• **Extract**:
__________

The production runs through September 25.

Review: A Cute FIRST DATE at the Carrollwood Cultural Center

Going to a show without knowing what it's about it not too different from being on a blind date: 1) It can start off shaky, or even horrid, and end up happy; 2) it can begin strongly but ultimately lose its way; 3) it can be shockingly stellar from first moment to last; or 4) it can depressingly start in an awful mode and never recover (where an obvious bailout call is needed). I saw the small-scale musical, FIRST DATE, at the Carrollwood Cultural Center last night without knowing much about it; guess which of the above scenarios matched my experience?

FIRST DATE, with music and lyrics by Alan Zachary and Michael Weiner and a book by Austin Winsberg, focuses on an awkward blind date between two New Yorkers, nerdy Aaron and "artsy" Casey. We follow every disastrous and heartfelt moment of their encounter, from the not-very-positive first impressions of each other, to that award pause where neither knows what to say, to the moment they get the dinner check, all leading to the evening's end, where maybe a hopeful goodnight kiss awaits. It's an incisive musical at times, sometimes cute, sometimes edgy, with some funny bits and lots of heart.

I went into FIRST DATE relatively blind; I had seen and heard some of the songs performed at Thespian festivals in the past, but otherwise I came in without any preconceptions. And of the above scenarios, #1 came closest to my reactions. The show started off quite shakily, a rocky and rough beginning, where the first song, a group number entitled "The One," just didn't cut it for me. Red flags went off; was I in for a disastrously long evening of theatre? Some other songs didn't work later in the show, including "That's Why You Love Me," which unfortunately sounded like a shrieky off-night Karaoke at The Brass Tap after a few too many green tea shots.

Things get a bit more grounded when we meet Aaron and Casey, even though Winsberg's dialogue sounds way too sit-commy and forced for my tastes. But something miraculous happened during the show. I suddenly became quite invested in the story of these two imperfect individuals, and I began enjoying the hell out of it. During the first twenty minutes or so, I wondered if the show could ever survive its wobbly beginnings, but then it not only recovered from a rocky start, it soared. FIRST DATE became moving and funny and sincere and genuine, everything we want from a night at the theatre. Although inconsistent, the production ultimately won me over.

The cast is overall wondrous.

As the bespectacled Aaron, an BDV ("Blind Date Virgin"), Craig Ruska comes across as a synthesis of Seymour Krelborn, J. Pierrepont Finch and actor Charles Martin Smith. Dressed a bit "douchey" in a coat and tie (the tie later removed), Ruska has crisp comic timing and superior vocal chops, and although it's not a naturalistic performance, it is quite effective and entertaining. We are rooting for him, even when the character makes some cringey mistakes that make his date--and the audience--quite uncomfortable. Ruska's duet on "The Things I Never Said," with his real-life wife, Erin Ruska playing his mother, will bring tears to your eyes.

Kara Doyle is wonderful, with a marvelous singing voice, as Aaron's blind date, Kara, a young woman used to dating bad boys. However, she keeps being described as "artsy," but there's nothing in her demeanor or dress that would suggest this "artsy" persona (we later learn she works in a gallery). Also, early on, when Aaron labels her a BDS--a "Blind Date Slut"--she just sits there, not really reacting. I'm sorry, but if early on a date, someone suggests you are a slut, you would probably and heatedly respond, maybe even getting up to leave.

__________

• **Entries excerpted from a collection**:
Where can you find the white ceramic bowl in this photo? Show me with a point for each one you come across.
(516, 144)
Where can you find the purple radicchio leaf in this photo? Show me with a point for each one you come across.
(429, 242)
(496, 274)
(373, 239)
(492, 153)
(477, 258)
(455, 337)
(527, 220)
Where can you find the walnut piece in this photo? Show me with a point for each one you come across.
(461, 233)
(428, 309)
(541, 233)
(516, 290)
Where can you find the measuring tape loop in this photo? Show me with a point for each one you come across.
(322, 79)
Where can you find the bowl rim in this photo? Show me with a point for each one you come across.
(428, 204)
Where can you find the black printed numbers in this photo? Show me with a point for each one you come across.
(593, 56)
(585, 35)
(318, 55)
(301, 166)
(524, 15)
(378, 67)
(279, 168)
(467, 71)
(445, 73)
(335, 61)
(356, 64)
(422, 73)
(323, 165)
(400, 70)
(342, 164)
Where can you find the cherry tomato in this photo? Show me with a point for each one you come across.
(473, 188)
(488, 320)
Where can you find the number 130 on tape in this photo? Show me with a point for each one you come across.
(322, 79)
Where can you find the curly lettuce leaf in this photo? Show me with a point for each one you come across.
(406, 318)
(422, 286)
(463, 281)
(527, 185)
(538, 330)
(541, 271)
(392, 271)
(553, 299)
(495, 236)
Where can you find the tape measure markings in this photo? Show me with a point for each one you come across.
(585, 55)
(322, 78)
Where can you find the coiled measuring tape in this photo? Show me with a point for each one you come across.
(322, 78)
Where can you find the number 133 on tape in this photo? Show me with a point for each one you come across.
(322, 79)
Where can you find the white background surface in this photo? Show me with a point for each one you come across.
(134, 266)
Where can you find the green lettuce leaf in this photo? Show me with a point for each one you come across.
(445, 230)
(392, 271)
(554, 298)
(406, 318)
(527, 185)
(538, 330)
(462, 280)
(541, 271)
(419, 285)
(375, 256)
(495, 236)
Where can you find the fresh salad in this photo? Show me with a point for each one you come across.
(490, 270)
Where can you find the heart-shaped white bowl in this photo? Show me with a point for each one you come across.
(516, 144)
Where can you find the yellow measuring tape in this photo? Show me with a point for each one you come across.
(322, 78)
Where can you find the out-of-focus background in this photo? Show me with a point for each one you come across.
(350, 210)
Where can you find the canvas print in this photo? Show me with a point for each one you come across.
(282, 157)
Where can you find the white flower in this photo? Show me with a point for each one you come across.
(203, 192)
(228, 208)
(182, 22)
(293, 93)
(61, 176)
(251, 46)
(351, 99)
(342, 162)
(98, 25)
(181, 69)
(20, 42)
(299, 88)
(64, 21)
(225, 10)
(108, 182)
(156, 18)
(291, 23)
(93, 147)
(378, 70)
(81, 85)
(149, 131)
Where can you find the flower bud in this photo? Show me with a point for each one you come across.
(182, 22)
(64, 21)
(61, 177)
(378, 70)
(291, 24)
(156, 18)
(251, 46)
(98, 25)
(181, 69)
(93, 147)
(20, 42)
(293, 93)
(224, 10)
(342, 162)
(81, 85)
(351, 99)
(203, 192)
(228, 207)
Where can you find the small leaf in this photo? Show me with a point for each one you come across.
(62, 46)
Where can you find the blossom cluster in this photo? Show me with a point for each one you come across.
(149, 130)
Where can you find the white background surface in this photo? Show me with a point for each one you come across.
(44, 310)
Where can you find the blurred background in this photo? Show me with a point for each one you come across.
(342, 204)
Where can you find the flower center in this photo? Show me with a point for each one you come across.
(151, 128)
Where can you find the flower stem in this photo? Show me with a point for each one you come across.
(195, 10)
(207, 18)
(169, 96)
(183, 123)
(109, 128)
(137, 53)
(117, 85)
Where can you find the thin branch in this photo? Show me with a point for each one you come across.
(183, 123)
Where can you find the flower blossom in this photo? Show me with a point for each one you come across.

__________

• **Stated task A**: Reproduce the passage of the FIRST DATE review between "The production runs" and "matched my experience?", inclusive.
• **Stated task B**: According to the FIRST DATE review, who wrote the show's book?
• **Stated task C**: Name every song from the show that the FIRST DATE review mentions by title.
None of the entries are needed for this work.

• **Written answer A**:
The production runs through September 25.

Review: A Cute FIRST DATE at the Carrollwood Cultural Center

Going to a show without knowing what it's about it not too different from being on a blind date: 1) It can start off shaky, or even horrid, and end up happy; 2) it can begin strongly but ultimately lose its way; 3) it can be shockingly stellar from first moment to last; or 4) it can depressingly start in an awful mode and never recover (where an obvious bailout call is needed). I saw the small-scale musical, FIRST DATE, at the Carrollwood Cultural Center last night without knowing much about it; guess which of the above scenarios matched my experience?

• **Written answer B**: Austin Winsberg

• **Written answer C**: "The One," "That's Why You Love Me," "The Things I Never Said"